### BRIEF
Rewrite every line from the one containing "Would you be able to pick out the twig" through the end of the data, inclusive, keeping the requests as they are. Shift each coordinate in the answers by adding 16 to every x and y value.

--- start of MATERIAL SHOWN ---

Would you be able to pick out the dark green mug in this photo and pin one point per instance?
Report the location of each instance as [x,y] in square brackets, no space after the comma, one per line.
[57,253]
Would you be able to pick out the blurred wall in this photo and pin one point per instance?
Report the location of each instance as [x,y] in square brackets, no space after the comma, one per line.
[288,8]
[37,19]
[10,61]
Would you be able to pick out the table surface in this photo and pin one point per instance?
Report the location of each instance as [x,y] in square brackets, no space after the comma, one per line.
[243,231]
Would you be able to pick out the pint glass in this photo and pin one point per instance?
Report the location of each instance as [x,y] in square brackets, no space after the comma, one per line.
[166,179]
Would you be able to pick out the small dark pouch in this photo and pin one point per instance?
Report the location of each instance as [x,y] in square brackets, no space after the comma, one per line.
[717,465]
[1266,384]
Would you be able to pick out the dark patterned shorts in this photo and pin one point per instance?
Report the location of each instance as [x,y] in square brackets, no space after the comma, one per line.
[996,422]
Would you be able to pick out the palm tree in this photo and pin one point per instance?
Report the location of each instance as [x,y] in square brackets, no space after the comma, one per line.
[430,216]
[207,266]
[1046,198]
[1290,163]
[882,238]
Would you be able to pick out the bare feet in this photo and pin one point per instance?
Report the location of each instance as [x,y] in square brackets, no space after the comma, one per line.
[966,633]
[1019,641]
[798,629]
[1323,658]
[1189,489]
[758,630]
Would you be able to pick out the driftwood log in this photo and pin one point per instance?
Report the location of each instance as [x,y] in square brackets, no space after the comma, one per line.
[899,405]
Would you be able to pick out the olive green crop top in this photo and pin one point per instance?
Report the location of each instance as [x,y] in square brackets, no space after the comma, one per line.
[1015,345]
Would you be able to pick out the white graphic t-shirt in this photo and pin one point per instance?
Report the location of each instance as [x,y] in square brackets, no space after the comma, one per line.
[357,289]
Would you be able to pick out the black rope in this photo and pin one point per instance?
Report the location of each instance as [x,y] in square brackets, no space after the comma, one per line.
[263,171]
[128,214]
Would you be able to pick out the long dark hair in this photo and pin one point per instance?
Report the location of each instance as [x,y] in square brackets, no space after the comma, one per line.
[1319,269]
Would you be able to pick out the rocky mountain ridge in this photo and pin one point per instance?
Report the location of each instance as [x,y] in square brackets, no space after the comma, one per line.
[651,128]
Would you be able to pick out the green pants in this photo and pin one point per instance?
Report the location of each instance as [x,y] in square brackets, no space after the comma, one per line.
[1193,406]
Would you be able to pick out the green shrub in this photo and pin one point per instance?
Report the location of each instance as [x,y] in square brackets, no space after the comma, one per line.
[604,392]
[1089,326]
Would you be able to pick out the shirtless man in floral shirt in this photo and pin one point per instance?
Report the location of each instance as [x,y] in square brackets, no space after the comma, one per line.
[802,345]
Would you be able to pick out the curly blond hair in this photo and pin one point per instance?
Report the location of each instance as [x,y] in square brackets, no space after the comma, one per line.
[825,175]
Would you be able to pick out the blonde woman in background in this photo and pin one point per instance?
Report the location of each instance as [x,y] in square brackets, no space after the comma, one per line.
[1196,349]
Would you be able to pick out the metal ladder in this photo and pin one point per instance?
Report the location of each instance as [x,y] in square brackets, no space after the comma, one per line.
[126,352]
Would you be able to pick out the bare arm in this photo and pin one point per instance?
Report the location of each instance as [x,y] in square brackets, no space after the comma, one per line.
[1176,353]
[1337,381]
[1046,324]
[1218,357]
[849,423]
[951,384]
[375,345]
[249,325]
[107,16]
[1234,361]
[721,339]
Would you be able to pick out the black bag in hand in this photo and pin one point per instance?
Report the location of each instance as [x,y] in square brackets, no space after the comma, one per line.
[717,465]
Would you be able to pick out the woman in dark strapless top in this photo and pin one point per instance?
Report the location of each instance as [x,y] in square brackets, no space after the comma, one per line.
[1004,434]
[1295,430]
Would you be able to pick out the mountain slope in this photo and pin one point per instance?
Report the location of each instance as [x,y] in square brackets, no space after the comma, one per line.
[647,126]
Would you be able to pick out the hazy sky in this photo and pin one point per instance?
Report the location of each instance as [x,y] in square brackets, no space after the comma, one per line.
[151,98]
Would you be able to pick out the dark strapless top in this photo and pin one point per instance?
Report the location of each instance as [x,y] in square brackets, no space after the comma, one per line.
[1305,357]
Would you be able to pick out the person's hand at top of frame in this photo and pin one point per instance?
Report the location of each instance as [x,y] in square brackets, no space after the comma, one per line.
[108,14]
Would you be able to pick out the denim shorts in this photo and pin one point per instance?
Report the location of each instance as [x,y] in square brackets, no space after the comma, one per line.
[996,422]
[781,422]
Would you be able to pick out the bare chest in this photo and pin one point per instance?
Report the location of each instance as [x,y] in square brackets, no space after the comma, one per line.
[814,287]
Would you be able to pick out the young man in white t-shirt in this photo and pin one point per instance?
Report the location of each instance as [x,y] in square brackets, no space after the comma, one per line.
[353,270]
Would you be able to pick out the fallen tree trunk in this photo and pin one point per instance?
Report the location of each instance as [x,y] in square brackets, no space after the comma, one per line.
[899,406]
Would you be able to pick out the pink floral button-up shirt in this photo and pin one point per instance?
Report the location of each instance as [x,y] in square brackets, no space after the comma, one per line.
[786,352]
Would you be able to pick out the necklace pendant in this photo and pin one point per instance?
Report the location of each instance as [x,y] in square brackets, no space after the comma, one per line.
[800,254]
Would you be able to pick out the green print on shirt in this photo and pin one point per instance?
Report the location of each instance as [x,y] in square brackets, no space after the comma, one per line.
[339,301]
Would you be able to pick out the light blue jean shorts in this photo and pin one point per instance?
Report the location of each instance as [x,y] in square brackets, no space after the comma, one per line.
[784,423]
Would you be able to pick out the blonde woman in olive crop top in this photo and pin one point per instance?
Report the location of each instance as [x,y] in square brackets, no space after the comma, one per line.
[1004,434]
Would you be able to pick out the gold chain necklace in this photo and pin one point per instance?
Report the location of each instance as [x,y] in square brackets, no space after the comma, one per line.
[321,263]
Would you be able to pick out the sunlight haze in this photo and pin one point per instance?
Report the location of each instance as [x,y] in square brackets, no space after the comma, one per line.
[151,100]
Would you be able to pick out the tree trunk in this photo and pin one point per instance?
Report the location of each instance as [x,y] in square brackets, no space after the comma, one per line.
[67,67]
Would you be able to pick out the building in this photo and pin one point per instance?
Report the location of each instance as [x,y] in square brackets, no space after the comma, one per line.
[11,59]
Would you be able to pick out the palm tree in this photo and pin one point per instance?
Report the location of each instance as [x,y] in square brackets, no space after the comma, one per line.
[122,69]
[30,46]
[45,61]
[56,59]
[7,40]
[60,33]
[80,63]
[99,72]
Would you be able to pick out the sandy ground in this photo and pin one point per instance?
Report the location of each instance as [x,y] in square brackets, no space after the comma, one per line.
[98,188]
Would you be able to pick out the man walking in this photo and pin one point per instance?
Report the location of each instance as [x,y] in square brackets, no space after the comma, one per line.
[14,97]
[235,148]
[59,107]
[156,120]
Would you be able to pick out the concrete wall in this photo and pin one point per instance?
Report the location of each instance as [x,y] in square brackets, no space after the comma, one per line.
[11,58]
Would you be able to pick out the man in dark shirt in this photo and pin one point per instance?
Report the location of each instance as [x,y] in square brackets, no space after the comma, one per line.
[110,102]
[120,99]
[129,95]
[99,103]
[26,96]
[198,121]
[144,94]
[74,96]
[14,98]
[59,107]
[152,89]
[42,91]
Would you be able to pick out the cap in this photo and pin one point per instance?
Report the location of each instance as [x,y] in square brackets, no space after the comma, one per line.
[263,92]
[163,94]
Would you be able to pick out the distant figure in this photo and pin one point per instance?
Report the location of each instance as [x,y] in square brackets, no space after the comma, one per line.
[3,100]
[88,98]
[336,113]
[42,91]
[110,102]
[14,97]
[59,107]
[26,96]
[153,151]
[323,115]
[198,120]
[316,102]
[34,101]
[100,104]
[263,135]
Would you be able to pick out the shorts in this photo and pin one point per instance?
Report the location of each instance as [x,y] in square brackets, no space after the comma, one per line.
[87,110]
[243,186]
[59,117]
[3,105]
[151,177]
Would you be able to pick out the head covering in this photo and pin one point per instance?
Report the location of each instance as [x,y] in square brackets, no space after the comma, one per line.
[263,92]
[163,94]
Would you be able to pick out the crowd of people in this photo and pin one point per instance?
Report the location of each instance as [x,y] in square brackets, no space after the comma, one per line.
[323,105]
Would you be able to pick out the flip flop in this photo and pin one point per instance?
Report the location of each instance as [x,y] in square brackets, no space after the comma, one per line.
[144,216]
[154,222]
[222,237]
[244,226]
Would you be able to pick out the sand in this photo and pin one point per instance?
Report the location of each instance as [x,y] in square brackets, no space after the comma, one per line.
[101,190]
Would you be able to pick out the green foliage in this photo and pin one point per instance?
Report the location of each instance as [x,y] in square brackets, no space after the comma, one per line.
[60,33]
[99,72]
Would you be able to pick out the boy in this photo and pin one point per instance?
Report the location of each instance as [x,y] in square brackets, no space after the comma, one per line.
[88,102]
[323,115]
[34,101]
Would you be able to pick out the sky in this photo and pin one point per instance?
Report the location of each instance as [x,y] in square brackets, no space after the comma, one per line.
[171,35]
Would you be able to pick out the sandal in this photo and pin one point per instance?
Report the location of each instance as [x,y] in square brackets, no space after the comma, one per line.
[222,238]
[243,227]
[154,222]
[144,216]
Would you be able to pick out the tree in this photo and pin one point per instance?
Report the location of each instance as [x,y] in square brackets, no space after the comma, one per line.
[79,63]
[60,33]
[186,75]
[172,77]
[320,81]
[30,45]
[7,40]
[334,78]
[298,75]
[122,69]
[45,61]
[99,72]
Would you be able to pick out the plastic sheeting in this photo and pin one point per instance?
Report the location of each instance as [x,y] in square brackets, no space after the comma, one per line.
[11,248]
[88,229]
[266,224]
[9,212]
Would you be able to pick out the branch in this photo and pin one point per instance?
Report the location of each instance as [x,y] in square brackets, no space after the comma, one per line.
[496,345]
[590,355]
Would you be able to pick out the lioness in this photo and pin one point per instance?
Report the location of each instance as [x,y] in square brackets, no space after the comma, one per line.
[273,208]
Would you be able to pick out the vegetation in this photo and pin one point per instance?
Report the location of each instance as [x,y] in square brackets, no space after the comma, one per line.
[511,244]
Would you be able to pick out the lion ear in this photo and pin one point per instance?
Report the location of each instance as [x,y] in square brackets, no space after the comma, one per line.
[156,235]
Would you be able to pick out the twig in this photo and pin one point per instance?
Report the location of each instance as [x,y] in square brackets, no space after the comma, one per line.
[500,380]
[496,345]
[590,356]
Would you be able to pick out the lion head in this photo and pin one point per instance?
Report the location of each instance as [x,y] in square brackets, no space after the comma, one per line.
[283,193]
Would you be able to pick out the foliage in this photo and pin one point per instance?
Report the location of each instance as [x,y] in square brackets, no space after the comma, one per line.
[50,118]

--- end of MATERIAL SHOWN ---

### FINISHED ANSWER
Would you be able to pick out the twig in this photo and pin one point per instance?
Report the location of each instance as [x,y] in square brackets, no space after the comma, one per line.
[516,396]
[512,361]
[606,372]
Would you be able to pick out the lion head in this photo and pin one point per instance?
Report the location of each instance as [x,y] in square brackets, no space after the comma, one per line.
[299,209]
Would you be able to pick out the foliage in this photo and pin one point per instance?
Report the location of each instance as [x,y] in square brackets, no space after the comma, one per line.
[66,134]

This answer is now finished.